--- Brano fornito ---
>>>>

I soprannomi caleni (2° parte)

I soprannomi caleni (2° parte)

Gli appellativi che da secoli solitamente si aggiungevano ai nomi anagrafici erano frutto delle situazioni più improbabili e delle menti più geniali dei nostri avi.

Con una fantasia davvero eccezionale, essi rappresentavano spesso l’identificativo più appropriato per molti personaggi caleni.

In questa seconda parte della ricerca, vi propongo un’altra lista dei nostri soprannomi.

Tabbaccara

Maria Vaienna, originaria di S. Maria C.V., giunse a Calvi nel 1942.
Il suo papà aveva perso una gamba nelle tragiche circostanze del 1° conflitto mondiale.
Così ottenne dai Monopoli di Stato una licenza per poter aprire una tabaccheria.
All’inizio gestiva l’attività in Piazza Gregorio Nucci a Petrulo.
Successivamente si trasferì in Via XX Settembre n. 108 e poi al civico 83.
Per più di sessant’anni è stata sempre al suo posto perché amava stare con la gente.

Barrista

Teresa Capuano apparteneva alla famiglia dei “Carrafuni”.
Nel 1950, aprì un negozio di generi diversi in Piazza XXIV Maggio diventata poi Piazza San Paolo.
Diversi anni dopo, trasformò il negozio in bar dopo un accordo con zi Michele Zona.
Il locale, collocato al centro del paese, era un luogo di ritrovo di tutte le generazioni calene.
Ter’sina a barrista (doppia erre) ha gestito l’attività per quarant’anni fino al 1990, sponsorizzando tornei di pallavolo, basket e calcio.

Rospo

Antonietta Izzo svolgeva l’antichissimo mestiere di contadino a Petrulo.
Nelle calde estati calene raccoglieva le spighe di grano.
China sui campi e con movimenti oscillanti delle gambe, sembrava proprio un rospo.

<<<<

--- Voci fornite ---
>>>>

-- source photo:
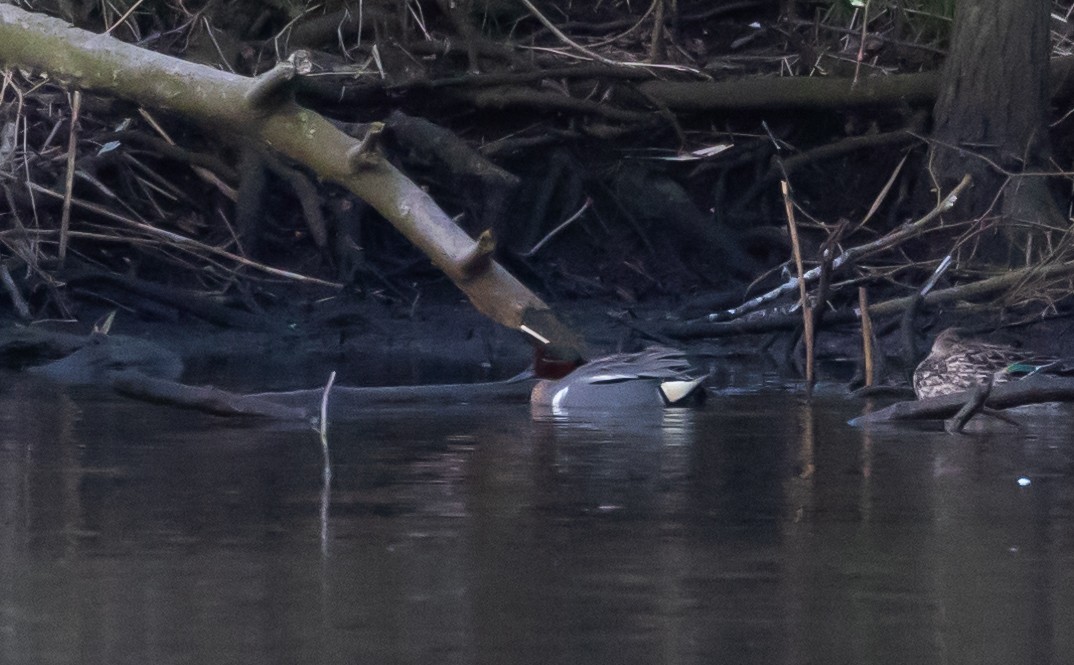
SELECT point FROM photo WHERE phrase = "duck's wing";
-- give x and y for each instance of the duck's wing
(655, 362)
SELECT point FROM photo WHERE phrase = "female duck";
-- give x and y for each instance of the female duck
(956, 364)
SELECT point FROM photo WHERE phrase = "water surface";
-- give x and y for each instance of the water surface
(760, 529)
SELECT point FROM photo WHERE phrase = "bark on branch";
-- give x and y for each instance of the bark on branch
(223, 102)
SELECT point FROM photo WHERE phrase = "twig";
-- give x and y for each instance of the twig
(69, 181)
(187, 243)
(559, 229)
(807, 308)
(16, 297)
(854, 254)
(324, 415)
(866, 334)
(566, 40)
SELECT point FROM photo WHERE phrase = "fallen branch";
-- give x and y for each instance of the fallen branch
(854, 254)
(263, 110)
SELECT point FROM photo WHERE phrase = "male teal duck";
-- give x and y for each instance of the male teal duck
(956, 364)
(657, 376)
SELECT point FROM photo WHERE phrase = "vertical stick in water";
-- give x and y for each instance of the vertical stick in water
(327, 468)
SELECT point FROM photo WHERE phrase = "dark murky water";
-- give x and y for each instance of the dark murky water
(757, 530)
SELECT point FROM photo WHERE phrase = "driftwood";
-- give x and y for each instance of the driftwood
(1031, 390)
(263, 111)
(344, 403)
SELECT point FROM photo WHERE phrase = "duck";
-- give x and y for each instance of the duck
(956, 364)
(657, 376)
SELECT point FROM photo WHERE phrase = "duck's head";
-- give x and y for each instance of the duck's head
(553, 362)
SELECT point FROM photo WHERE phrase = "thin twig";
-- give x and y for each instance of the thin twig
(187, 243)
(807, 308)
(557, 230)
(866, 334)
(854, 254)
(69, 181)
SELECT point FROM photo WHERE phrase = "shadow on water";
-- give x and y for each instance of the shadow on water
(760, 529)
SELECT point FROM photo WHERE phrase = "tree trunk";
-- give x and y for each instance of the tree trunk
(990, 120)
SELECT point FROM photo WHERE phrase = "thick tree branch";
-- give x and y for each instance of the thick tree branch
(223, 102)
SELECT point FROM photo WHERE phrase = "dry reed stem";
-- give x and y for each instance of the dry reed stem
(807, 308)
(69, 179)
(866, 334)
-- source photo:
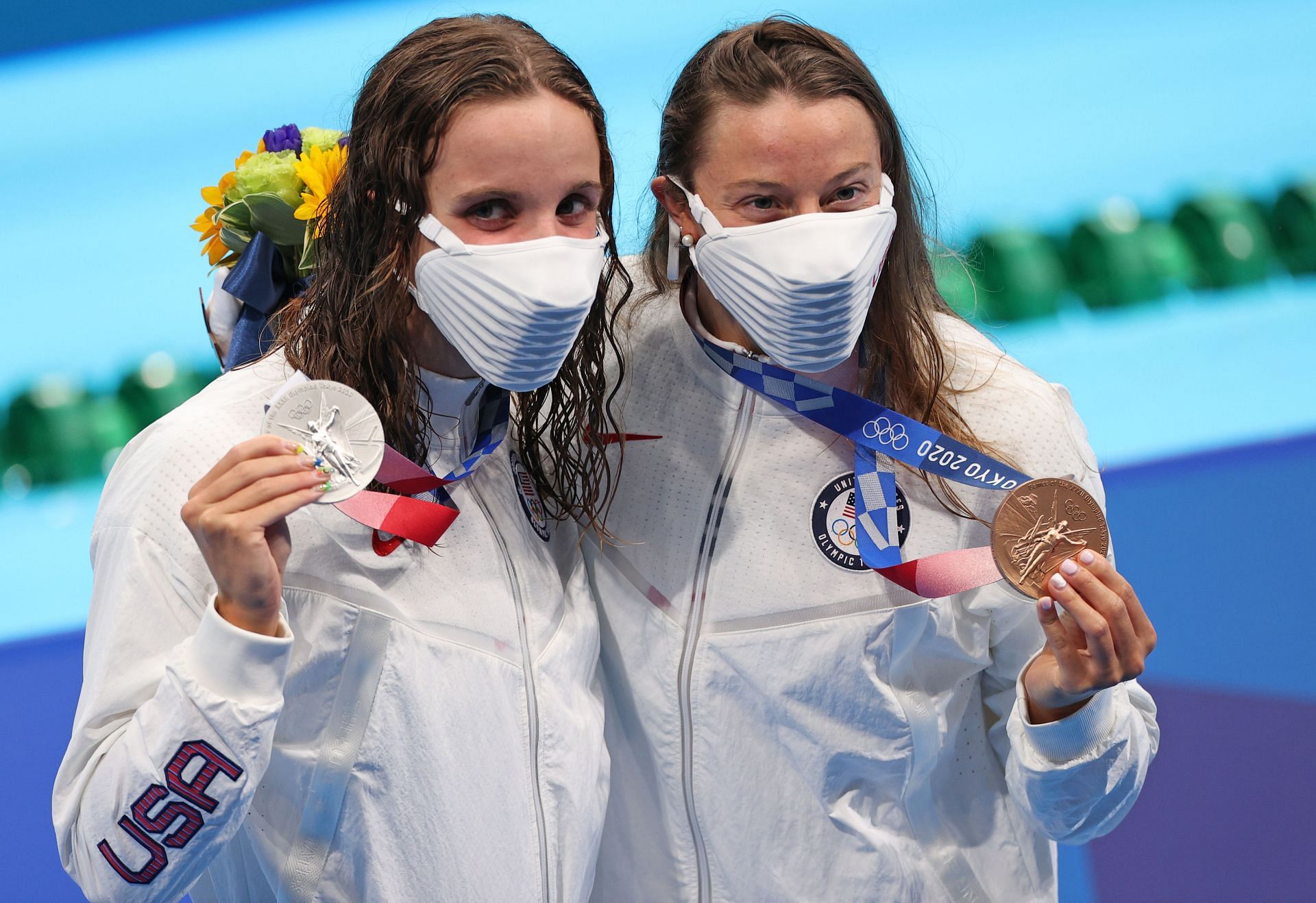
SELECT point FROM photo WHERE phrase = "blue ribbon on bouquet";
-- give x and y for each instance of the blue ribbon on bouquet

<<<<

Indica se ognuna delle tre affermazioni qui sotto è in accordo con il brano sui soprannomi caleni. Rispondi sì o no e riporta tra virgolette le parole del brano che lo decidono.
1. Maria Vaienna arrivò a Calvi nel 1942.
2. Teresa Capuano gestì l'attività fino al 1990.
3. Antonietta Izzo raccoglieva le spighe di grano d'inverno.

1. Sì: "giunse a Calvi nel 1942."
2. Sì: "ha gestito l’attività per quarant’anni fino al 1990"
3. No: "Nelle calde estati calene raccoglieva le spighe di grano."